Objective 1:
Decide whether each statement agrees with the passage on the Hariri assassination: (a) the explosion left a crater 10 meters wide; (b) Der Spiegel names Assad as the one responsible; (c) Hitchens's polemic style is likened to an Olympic downhill skier. Answer yes or no for each and quote the deciding words.

Text extract:
┌──

Who blew Lebanese businessman cum politician Rafik Hariri away and why? Conspiracy theories abound, not the wackiest of which is Hitch's insinuation that Syrian President Bashar Assad was behind it. The explosion, estimated to have packed a blast equivalent to 300kg of dynamite, made a crater 10 metres wide and 1 metre deep. Now Der Spiegel is clearing Assad and trotting out a new villian.
Always oozing with confidence and often flushed with certainty, Christopher Hitchens is not a writer who could ever stand accused of understating his case. There is something reminiscent of the Olympic downhill skier about his polemic style that allows his prose to slide or glide over inconvenient facts that block the serpentine way towards his prearranged conclusions as if they were mere flagpoles marking out the course. And how the fanboys cheer him all the way to the finish line regardless of how many red ones he demolishes on the way down.

└──

Point labeling listing:

┌──

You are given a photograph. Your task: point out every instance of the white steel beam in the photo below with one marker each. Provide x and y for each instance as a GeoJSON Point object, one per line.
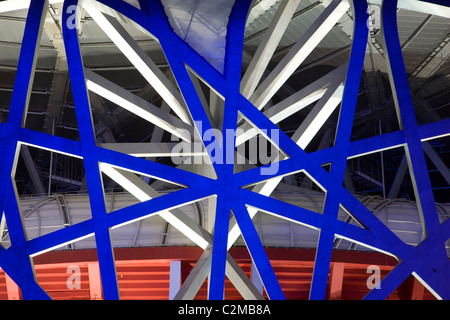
{"type": "Point", "coordinates": [302, 136]}
{"type": "Point", "coordinates": [141, 61]}
{"type": "Point", "coordinates": [267, 47]}
{"type": "Point", "coordinates": [295, 102]}
{"type": "Point", "coordinates": [14, 5]}
{"type": "Point", "coordinates": [319, 115]}
{"type": "Point", "coordinates": [299, 52]}
{"type": "Point", "coordinates": [153, 149]}
{"type": "Point", "coordinates": [137, 105]}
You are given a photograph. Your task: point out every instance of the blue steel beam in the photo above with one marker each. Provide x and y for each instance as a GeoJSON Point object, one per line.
{"type": "Point", "coordinates": [427, 260]}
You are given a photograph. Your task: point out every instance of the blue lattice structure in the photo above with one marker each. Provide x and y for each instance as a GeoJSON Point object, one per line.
{"type": "Point", "coordinates": [428, 261]}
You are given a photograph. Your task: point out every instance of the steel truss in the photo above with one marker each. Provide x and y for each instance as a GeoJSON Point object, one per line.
{"type": "Point", "coordinates": [428, 262]}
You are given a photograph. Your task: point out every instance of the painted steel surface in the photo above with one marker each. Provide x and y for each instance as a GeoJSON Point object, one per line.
{"type": "Point", "coordinates": [428, 261]}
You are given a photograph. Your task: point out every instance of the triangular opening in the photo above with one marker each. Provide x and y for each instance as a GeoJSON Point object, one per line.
{"type": "Point", "coordinates": [257, 147]}
{"type": "Point", "coordinates": [5, 242]}
{"type": "Point", "coordinates": [151, 96]}
{"type": "Point", "coordinates": [187, 20]}
{"type": "Point", "coordinates": [42, 172]}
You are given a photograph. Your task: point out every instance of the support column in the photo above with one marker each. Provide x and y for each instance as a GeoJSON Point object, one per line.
{"type": "Point", "coordinates": [336, 281]}
{"type": "Point", "coordinates": [95, 283]}
{"type": "Point", "coordinates": [175, 278]}
{"type": "Point", "coordinates": [12, 288]}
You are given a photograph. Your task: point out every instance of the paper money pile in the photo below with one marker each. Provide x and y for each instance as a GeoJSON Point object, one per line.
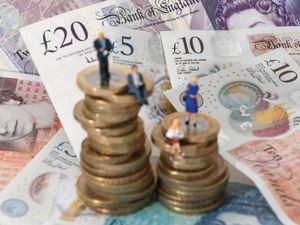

└──

Objective 2:
Select every line of the listing that contains the string "beam", with case counting.

Exercise solution 1:
(a) Yes: "made a crater 10 metres wide and 1 metre deep"
(b) No: "Now Der Spiegel is clearing Assad"
(c) Yes: "There is something reminiscent of the Olympic downhill skier about his polemic style"

Exercise solution 2:
You are given a photograph. Your task: point out every instance of the white steel beam in the photo below with one marker each. Provide x and y for each instance as a GeoJSON Point object, one per line.
You are given a photograph. Your task: point out every instance of the blue steel beam in the photo above with one marker each. Provide x and y for each instance as a GeoJSON Point object, one per line.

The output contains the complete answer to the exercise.